§ **Required work**:
a: Give every distinct one-word identifier in the KIP-320 discussion message that ends in "Request" or "Response", listing each only once.
b: Write the next portion of the KIP-320 discussion message, beginning right after its final line.

§ **Document excerpt**:
____

Re: [DISCUSS] KIP-320: Allow fetchers to detect and handle log truncation

Posted by Dong Lin <li...@gmail.com>.
Hey Jason,

Thanks for the update. I have some comments below:

1) Since FencedLeaderEpochException indicates that the metadata in the
client is outdated, should it extend InvalidMetadataException?

2) It is mentioned that "To fix the problem with KIP-232, we will add the
leader epoch the ListOffsets response. The consumer will use this in its
first fetch request after resetting offsets". If consumer sends
ListOffsetRequest to the broker who is no longer the leader, and the broker
still think it is the leader, then the broker may return ListOffsetResponse
whose leaderEpoch is smaller than the leaderEpoch in the metadata of the
consumer. In this case consumer probably should not just send FetchRequest
with the leaderEpoch of the ListOffsetResponse, right? I am wondering
whether we should also include CurrentLeaderEpoch in the ListOffsetRequest.

3) Currently the new field added in the OffsetCommitRequest/
OffsetFetchResponse is named LastLeaderEpoch. For the same reason that we
are not naming the existing field "Offset" as "LastOffset", would it be
more consistent to just name the new field as LeaderEpoch? Same for the new
API in the class OffsetAndMetadata.

4) Could we clarify in the KIP where the value of CurrentLeaderEpoch in the
FetchRequest comes from? I suppose this value can be updated by the
MetadataResponse, right? If so, maybe we should also clarify that client
should reject MetadataResponse if the leaderEpoch in the metadata response
is smaller than what the client also knows from e.g.
seek(...), OffsetFetchResponse?


Thanks,
Dong


On Mon, Aug 6, 2018 at 5:30 PM, Jun Rao <ju...@confluent.io> wrote:

> Hi, Jason,
>
> Thanks for the reply. They all make sense. Just a couple of more minor
> comments.
>
> 57. I was thinking that if will be useful to encourage people to use the
> new seek() api to get better semantics. Deprecating the old seek api is one
> way. I guess we could also just document it for now.
>
> 60. "Log truncation is detected if the first offset of the epoch for the
> committed offset is larger than this epoch and begins at an earlier
> offset." It seems that we should add "that" before "is larger than"?

____

§ **Data lines**:
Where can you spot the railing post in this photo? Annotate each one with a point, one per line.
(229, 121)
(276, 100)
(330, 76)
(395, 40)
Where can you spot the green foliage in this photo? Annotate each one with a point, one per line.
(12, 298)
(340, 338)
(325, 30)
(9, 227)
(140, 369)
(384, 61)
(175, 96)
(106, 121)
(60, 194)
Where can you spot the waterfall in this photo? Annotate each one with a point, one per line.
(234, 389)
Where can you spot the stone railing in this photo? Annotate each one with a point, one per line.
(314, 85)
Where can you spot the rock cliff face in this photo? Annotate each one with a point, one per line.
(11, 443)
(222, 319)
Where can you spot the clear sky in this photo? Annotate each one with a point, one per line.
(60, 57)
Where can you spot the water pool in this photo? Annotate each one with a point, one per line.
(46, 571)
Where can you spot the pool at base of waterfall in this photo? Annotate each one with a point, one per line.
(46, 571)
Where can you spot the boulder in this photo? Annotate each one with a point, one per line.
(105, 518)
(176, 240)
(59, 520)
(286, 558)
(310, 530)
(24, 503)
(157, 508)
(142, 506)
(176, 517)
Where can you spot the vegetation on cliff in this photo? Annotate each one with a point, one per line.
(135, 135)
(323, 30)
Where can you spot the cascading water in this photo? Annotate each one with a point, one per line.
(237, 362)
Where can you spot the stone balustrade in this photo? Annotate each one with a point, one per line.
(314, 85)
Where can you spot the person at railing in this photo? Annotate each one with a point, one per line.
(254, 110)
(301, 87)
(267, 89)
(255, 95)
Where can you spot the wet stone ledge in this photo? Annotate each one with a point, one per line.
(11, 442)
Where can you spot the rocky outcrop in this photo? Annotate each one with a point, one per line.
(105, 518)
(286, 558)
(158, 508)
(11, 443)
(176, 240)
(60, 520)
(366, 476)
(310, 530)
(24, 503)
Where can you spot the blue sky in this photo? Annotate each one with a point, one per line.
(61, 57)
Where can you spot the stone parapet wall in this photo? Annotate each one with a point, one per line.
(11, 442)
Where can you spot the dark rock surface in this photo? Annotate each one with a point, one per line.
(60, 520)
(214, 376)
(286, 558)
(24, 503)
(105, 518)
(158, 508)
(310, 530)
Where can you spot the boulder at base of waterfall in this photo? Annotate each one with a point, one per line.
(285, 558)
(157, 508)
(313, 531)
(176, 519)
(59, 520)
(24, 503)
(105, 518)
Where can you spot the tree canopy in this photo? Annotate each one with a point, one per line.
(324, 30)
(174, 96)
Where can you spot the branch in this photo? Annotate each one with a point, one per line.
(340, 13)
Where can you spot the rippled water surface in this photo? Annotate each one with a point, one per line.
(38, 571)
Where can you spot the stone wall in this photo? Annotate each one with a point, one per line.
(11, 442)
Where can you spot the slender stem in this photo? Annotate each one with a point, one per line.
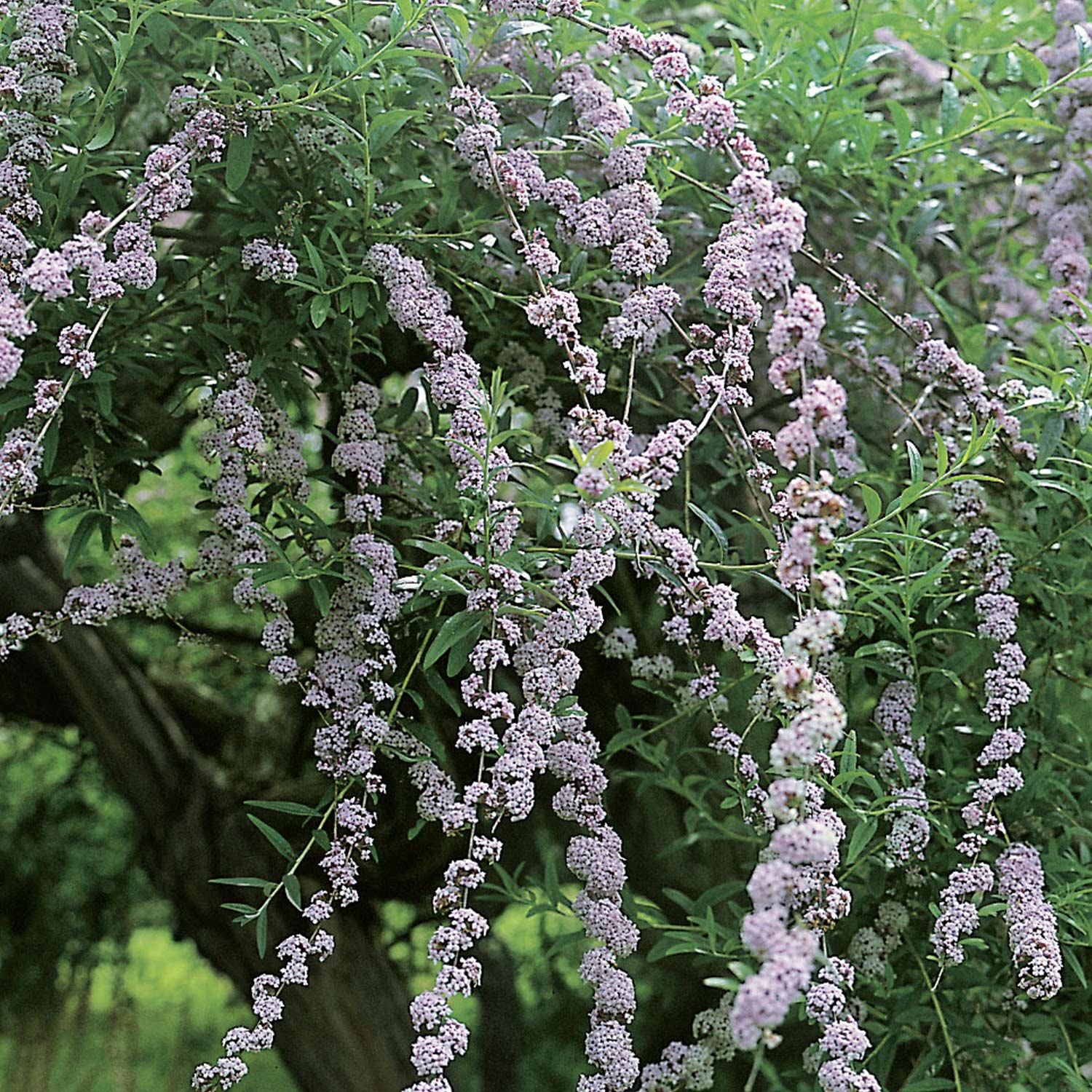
(943, 1024)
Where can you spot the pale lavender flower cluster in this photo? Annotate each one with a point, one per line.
(250, 439)
(294, 954)
(959, 914)
(30, 87)
(843, 1042)
(140, 587)
(904, 771)
(273, 261)
(1033, 930)
(347, 681)
(874, 945)
(1061, 205)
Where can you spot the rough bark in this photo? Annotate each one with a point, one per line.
(349, 1029)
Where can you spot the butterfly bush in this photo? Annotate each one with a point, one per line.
(556, 397)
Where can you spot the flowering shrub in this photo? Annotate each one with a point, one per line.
(673, 421)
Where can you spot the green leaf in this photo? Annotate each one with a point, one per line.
(901, 120)
(286, 806)
(949, 106)
(454, 629)
(321, 596)
(159, 31)
(274, 838)
(292, 890)
(104, 133)
(915, 462)
(261, 934)
(320, 308)
(873, 504)
(80, 539)
(858, 841)
(722, 541)
(240, 151)
(386, 126)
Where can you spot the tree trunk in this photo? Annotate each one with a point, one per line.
(349, 1028)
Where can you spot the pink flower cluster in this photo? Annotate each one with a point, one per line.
(1033, 932)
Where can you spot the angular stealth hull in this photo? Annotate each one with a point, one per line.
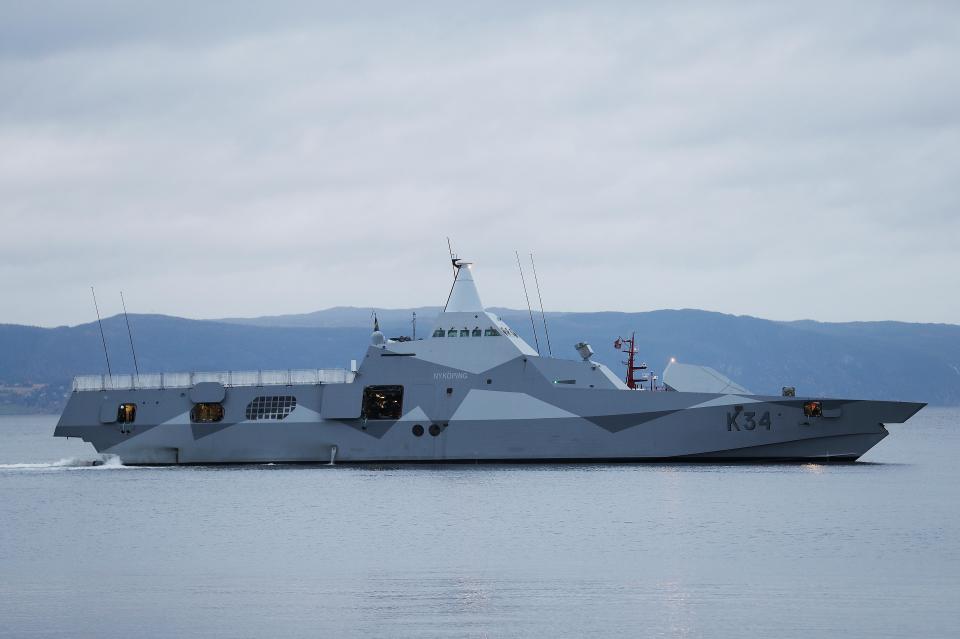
(476, 421)
(473, 392)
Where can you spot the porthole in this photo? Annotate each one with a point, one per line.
(205, 413)
(127, 413)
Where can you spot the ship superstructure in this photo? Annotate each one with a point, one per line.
(472, 391)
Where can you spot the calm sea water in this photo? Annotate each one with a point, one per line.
(858, 550)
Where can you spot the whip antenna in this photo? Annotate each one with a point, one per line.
(542, 314)
(102, 338)
(529, 310)
(130, 335)
(456, 269)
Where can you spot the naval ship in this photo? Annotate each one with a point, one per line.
(473, 391)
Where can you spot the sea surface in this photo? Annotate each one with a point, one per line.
(870, 549)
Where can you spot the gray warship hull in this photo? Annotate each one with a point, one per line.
(473, 392)
(476, 420)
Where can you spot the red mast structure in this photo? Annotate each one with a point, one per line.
(633, 382)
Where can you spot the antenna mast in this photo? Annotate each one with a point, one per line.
(529, 310)
(456, 269)
(102, 338)
(542, 314)
(136, 367)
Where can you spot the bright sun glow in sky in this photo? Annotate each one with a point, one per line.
(245, 159)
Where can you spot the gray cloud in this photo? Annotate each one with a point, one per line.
(236, 160)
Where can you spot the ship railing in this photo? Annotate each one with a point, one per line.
(227, 378)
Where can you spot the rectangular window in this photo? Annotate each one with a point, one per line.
(382, 402)
(206, 412)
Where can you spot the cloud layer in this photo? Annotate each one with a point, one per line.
(240, 160)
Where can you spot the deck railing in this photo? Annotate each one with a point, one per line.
(227, 378)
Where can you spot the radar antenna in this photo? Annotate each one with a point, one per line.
(136, 367)
(529, 310)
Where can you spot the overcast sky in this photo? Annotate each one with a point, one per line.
(253, 159)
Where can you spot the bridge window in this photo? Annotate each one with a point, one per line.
(271, 407)
(382, 402)
(126, 413)
(206, 412)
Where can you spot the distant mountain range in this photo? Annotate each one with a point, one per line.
(870, 360)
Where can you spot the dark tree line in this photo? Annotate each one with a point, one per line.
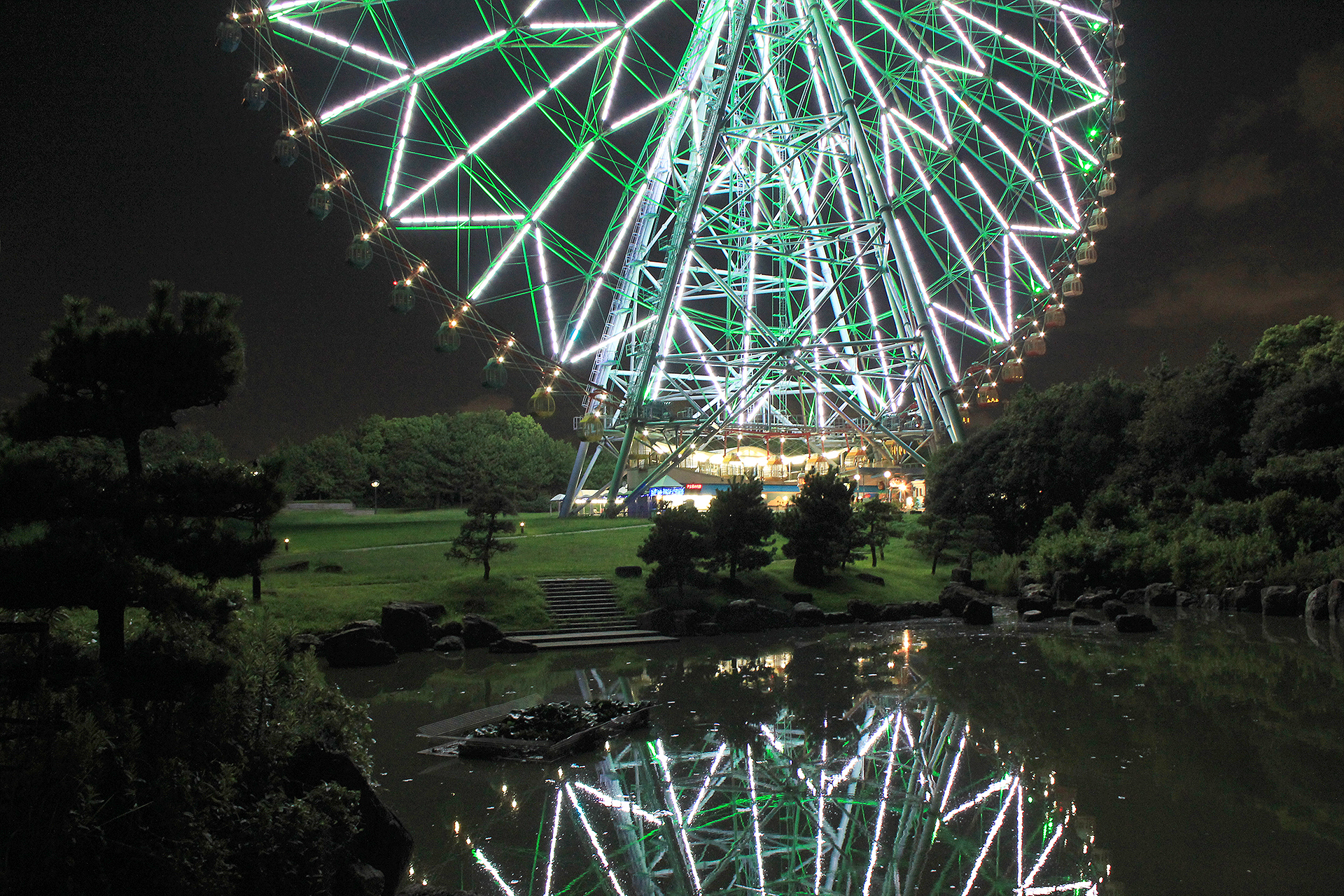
(1225, 470)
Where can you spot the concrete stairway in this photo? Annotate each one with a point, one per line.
(585, 614)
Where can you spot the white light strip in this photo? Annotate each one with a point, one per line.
(575, 26)
(342, 42)
(495, 872)
(616, 76)
(990, 840)
(458, 219)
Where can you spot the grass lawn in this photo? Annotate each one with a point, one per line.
(374, 571)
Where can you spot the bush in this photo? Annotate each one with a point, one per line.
(168, 774)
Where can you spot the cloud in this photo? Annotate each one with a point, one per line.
(1319, 94)
(1218, 187)
(1241, 289)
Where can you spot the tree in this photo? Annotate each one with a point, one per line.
(479, 540)
(85, 527)
(676, 545)
(875, 520)
(739, 524)
(818, 526)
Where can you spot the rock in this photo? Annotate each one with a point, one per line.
(686, 622)
(1114, 609)
(979, 613)
(358, 879)
(863, 610)
(1246, 597)
(512, 645)
(1160, 594)
(382, 840)
(749, 615)
(659, 620)
(407, 628)
(298, 644)
(1135, 624)
(808, 614)
(451, 628)
(1068, 586)
(1282, 601)
(1317, 603)
(1042, 605)
(480, 633)
(362, 647)
(956, 597)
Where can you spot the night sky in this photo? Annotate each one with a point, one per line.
(130, 158)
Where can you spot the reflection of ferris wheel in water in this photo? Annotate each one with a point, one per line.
(815, 219)
(913, 805)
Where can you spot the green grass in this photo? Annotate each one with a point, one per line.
(321, 601)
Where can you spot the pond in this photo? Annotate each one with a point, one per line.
(1203, 760)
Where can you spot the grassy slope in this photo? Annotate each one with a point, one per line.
(321, 601)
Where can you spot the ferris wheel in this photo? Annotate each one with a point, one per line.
(766, 219)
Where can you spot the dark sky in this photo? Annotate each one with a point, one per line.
(130, 158)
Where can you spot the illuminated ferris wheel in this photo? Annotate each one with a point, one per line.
(753, 219)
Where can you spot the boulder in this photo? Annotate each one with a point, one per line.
(512, 645)
(686, 622)
(1246, 597)
(659, 620)
(407, 628)
(358, 879)
(362, 647)
(749, 615)
(1041, 605)
(808, 614)
(480, 633)
(956, 597)
(1160, 594)
(979, 613)
(382, 840)
(1282, 601)
(1135, 624)
(1317, 603)
(864, 610)
(1068, 586)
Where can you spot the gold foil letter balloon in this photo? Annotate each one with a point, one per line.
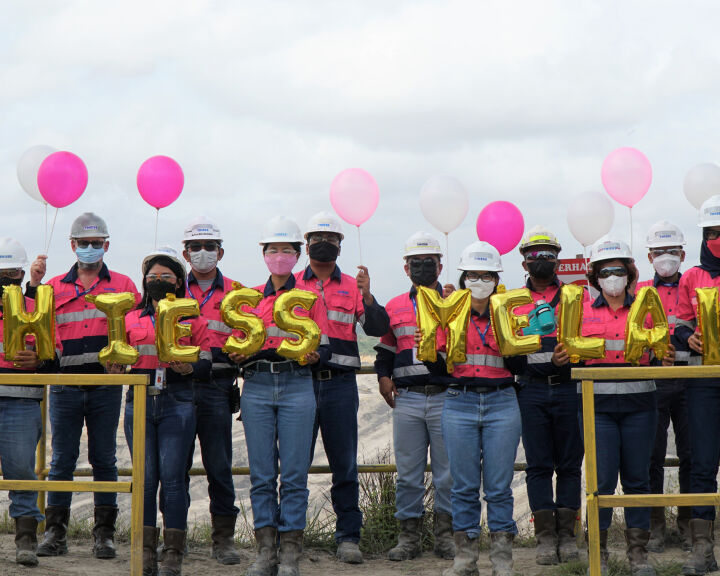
(115, 306)
(252, 326)
(17, 323)
(569, 332)
(168, 331)
(507, 325)
(637, 337)
(452, 313)
(305, 328)
(708, 314)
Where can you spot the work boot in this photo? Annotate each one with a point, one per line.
(702, 558)
(546, 536)
(266, 560)
(223, 537)
(55, 542)
(637, 539)
(289, 553)
(26, 540)
(104, 531)
(409, 541)
(150, 538)
(442, 530)
(501, 553)
(466, 556)
(172, 554)
(566, 519)
(349, 552)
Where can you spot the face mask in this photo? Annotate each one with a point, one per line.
(159, 289)
(89, 255)
(541, 269)
(614, 285)
(479, 288)
(666, 265)
(323, 251)
(423, 272)
(280, 264)
(203, 261)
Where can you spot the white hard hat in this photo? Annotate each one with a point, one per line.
(281, 229)
(710, 212)
(324, 222)
(422, 243)
(608, 248)
(89, 225)
(663, 234)
(168, 252)
(480, 256)
(12, 254)
(202, 228)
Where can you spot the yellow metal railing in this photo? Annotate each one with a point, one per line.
(596, 501)
(135, 487)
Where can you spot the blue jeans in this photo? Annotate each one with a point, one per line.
(20, 430)
(417, 425)
(336, 419)
(214, 429)
(482, 433)
(98, 407)
(278, 415)
(553, 445)
(624, 442)
(169, 435)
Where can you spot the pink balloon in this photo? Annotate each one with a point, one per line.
(354, 195)
(626, 174)
(160, 181)
(62, 178)
(500, 224)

____

§ **Answers to the exercises**:
a: ListOffsetRequest, ListOffsetResponse, FetchRequest, OffsetCommitRequest, OffsetFetchResponse, MetadataResponse

b:
>
> Thanks,
>
> Jun
>
>
> On Mon, Aug 6, 2018 at 3:07 PM, Jason Gustafson <ja...@confluent.io>
> wrote:
>
> > Hi Jun,
> >
> > I spent a little more time looking at the usage in WorkerSinkTask. I
> think
> > actually the initialization of the positions in the assignment callback
> is
> > not strictly necessary. We keep a map of the current consumed offsets
> which
> > is updated as we consume the data. As far as I can tell, we could either
> > skip the initialization and wait until the first fetched records come in
> or
> > we could use the committed() API to initialize positions. I think the
> root
> > of it is the argument Anna made previously. The leader epoch lets us
> track
> > the history of records that we have consumed. It is only useful when we
> > want to tell whether records we have consumed were lost. So getting the
> > leader epoch of an arbitrary position that was seeked doesn't really make
> > sense. The dependence on the consumed records is most explicit if we only
> > expose the leader epoch inside the fetched records. We might consider
> > adding a `lastConsumedLeaderEpoch` API to expose it directly, but I'm
> > inclined to leave that as potential future work.
> >
> > A couple additional notes:
> >
> > 1. I've renamed OffsetAndMetadata.leaderEpoch to
> > OffsetAndMetadata.lastLeaderEpoch. In fact, the consumer doesn't know
> what
> > the leader epoch of the committed offset should be, so this just
> clarifies
> > the expected usage.
> >
> > 2. I decided to add a helper to ConsumerRecords to get the next offsets.
> We
> > would use this in WorkerSinkTask and external storage use cases to
> simplify
> > the commit logic. If we are consuming batch by batch, then we don't need
> > the message-level bookkeeping.
> >
> > Thanks,
> > Jason
> >
> > On Mon, Aug 6, 2018 at 10:28 AM, Jason Gustafson <ja...@confluent.io>
> > wrote:
> >
> > > Hey Jun,
> > >
> > > Thanks for the review. Responses below:
> > >
> > > 50. Yes, that is right. I clarified this in the KIP.
> > >
> > > 51. Yes, updated the KIP to mention.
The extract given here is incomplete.